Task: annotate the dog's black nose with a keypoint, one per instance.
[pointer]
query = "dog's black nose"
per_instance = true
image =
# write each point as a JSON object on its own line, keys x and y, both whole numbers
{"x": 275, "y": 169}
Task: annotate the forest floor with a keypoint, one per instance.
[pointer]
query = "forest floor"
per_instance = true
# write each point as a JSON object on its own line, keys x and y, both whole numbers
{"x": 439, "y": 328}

§ **Written exercise**
Change "keypoint" to "landmark" wherever it occurs in the records above, and reproduce every other line without alteration.

§ **Correct result**
Task: annotate the dog's black nose with a landmark, one per instance.
[pointer]
query = "dog's black nose"
per_instance = true
image =
# write each point as a JSON object on its own line, keys x and y, both whole numbers
{"x": 275, "y": 169}
Task: annotate the forest floor with a landmark, one per instance.
[pointer]
query = "forest floor"
per_instance = true
# write each point as a JSON object on its own line, keys x and y, both whole numbers
{"x": 439, "y": 328}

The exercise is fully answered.